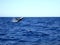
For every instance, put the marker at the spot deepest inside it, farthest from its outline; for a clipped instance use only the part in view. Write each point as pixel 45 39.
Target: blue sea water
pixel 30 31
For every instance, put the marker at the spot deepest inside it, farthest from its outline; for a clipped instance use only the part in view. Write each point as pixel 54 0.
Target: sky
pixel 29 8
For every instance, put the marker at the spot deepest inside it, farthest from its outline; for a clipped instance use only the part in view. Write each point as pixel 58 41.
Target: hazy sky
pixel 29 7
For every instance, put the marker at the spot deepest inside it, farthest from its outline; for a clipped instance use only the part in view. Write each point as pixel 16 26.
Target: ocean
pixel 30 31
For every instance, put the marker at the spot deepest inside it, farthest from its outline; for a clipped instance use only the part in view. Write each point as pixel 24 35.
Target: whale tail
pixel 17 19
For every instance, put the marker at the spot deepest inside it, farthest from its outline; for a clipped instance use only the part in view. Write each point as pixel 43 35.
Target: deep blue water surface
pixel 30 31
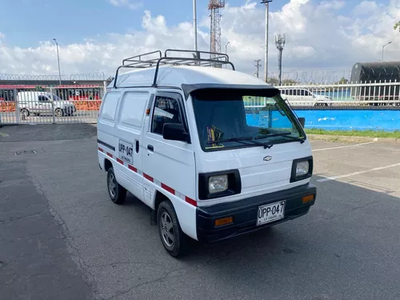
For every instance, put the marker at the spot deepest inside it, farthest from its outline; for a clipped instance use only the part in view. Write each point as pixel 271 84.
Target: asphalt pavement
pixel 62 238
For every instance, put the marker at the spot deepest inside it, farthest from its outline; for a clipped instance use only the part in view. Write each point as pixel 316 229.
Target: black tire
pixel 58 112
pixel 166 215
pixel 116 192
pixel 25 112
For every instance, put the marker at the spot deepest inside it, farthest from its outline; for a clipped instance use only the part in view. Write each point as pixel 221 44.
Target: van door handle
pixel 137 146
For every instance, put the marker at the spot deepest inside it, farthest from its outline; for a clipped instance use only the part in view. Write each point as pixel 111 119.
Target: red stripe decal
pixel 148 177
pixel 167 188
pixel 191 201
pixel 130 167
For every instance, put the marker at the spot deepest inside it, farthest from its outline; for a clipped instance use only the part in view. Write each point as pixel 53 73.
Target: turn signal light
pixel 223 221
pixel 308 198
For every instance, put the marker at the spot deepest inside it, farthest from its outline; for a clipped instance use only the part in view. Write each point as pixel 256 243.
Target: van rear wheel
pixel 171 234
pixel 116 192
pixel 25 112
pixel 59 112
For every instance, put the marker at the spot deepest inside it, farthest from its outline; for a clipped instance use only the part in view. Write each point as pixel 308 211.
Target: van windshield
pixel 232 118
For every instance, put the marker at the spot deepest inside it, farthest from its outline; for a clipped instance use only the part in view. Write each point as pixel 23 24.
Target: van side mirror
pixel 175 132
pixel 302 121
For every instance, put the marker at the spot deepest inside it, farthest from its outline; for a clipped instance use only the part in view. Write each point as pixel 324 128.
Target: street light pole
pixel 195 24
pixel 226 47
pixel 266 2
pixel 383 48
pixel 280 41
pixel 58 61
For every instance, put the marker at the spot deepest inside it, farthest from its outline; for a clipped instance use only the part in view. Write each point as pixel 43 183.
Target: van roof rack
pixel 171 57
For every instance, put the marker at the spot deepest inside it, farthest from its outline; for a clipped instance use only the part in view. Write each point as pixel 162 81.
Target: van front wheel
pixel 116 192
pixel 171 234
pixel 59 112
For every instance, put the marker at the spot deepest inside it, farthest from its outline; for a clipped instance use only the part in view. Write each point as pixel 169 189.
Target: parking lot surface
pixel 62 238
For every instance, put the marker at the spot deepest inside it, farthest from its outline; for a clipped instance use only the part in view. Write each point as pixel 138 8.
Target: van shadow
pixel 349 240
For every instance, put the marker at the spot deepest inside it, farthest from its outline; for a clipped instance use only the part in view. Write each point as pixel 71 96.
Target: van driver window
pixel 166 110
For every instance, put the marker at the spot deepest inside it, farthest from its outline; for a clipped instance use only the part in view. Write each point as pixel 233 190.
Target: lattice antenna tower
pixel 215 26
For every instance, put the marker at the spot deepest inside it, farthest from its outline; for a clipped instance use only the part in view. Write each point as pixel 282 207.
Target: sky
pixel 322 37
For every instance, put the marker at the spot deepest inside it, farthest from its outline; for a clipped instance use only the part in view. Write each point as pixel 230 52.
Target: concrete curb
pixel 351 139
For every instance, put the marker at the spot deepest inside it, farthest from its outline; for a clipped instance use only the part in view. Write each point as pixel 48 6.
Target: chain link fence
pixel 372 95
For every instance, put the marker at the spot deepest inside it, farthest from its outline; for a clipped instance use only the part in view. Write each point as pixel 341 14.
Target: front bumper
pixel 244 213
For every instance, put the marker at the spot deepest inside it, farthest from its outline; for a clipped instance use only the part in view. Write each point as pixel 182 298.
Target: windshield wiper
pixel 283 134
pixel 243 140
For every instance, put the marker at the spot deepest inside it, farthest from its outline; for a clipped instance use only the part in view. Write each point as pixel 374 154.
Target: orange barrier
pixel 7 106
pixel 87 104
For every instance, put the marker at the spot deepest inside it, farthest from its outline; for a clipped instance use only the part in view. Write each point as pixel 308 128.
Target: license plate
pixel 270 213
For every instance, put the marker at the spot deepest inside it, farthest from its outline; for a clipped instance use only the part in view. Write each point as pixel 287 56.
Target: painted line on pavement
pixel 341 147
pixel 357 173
|---|
Write out again, exactly as they appear above, the lines from the one containing "Target: orange barrier" to the final line, and only those.

- _RESPONSE TO THIS EXERCISE_:
Target: orange barrier
pixel 7 106
pixel 87 104
For every instance, put the marker at the spot deepest inside it, farthest from its outline; for a clipped instance use only the part in view. Write each point as pixel 308 128.
Target: license plate
pixel 270 213
For every instance, put the marker at the spot deepest inside it, farthest from its outline; for a clipped instance use only the part in view. Write each point as pixel 287 56.
Target: painted line on pavement
pixel 341 147
pixel 357 173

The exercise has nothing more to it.